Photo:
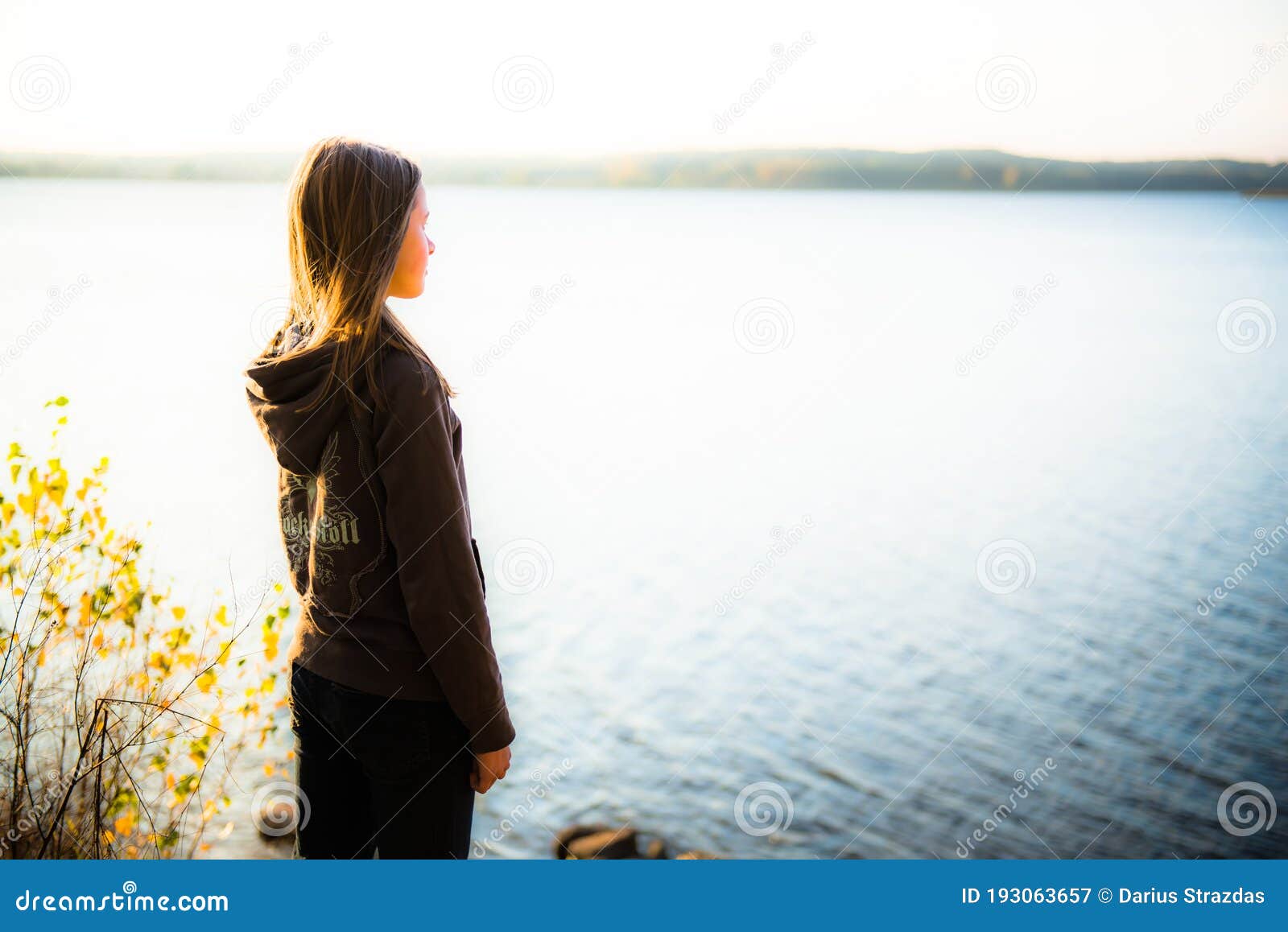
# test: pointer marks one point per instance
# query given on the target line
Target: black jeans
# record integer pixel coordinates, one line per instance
(377, 774)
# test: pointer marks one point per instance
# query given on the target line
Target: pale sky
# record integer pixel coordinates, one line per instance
(1092, 80)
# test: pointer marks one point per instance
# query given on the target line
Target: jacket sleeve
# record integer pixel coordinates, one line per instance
(418, 456)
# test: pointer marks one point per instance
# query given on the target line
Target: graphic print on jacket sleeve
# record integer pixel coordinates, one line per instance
(315, 522)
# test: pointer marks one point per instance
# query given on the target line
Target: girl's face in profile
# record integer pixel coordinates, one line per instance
(409, 278)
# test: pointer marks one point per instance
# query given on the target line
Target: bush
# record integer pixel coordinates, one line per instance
(122, 716)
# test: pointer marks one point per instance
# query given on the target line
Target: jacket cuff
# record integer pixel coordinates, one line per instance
(493, 734)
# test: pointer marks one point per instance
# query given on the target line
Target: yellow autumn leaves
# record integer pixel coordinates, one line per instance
(145, 708)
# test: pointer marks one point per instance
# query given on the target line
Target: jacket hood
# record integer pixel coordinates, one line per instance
(276, 390)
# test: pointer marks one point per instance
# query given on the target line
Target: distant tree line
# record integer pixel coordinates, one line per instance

────────────────

## TO BE DONE
Locate every line in the listing above that contains the word "sleeve" and copy each of those lines.

## THE ANSWER
Target: jacket sleeve
Target: graphic print on jacket sleeve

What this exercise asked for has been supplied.